▶ _WHAT TO DO_
The line that contains "Identify the reflection" marks the start. Please set it down, with every later line of the data, exactly and without pictures.

Collected data:
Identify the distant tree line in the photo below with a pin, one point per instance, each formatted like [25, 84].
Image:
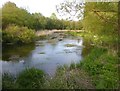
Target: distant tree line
[11, 14]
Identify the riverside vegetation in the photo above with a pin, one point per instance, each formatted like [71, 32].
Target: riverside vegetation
[98, 69]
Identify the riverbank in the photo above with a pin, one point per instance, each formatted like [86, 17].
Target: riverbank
[98, 69]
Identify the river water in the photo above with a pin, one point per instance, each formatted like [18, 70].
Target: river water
[46, 55]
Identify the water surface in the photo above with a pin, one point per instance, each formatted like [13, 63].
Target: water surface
[46, 55]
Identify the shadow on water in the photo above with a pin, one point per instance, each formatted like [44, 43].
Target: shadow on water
[16, 51]
[46, 55]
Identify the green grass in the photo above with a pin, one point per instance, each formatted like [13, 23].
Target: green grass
[28, 79]
[42, 53]
[70, 45]
[102, 67]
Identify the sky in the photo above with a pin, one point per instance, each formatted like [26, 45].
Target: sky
[45, 7]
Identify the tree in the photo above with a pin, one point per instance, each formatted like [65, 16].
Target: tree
[53, 16]
[11, 14]
[71, 9]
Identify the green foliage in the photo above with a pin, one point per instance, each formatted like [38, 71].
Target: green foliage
[11, 14]
[8, 81]
[28, 79]
[16, 34]
[31, 78]
[102, 67]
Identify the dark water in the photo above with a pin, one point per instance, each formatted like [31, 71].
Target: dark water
[46, 55]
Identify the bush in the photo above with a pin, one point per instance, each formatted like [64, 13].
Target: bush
[31, 78]
[8, 81]
[16, 34]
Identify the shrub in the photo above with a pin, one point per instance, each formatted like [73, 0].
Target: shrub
[16, 34]
[8, 81]
[31, 78]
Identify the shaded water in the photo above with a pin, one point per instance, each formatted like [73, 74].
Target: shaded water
[46, 55]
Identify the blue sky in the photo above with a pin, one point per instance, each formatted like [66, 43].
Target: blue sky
[46, 7]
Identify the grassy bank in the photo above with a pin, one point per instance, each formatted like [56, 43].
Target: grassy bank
[98, 69]
[101, 59]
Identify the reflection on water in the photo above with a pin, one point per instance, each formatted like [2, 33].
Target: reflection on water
[44, 55]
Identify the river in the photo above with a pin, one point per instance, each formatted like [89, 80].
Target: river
[46, 54]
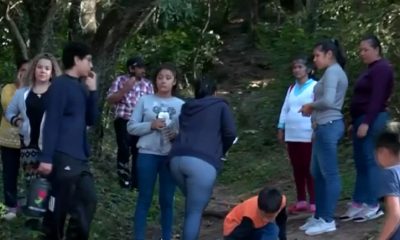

▶ _YOUR RESPONSE_
Identify the reflection on water in the photo above with a pin, one point per instance, each formatted like [2, 33].
Target: reflection on water
[44, 55]
Identify the river in the photo above with a pin, one point per instance, each formatted like [89, 80].
Target: river
[46, 54]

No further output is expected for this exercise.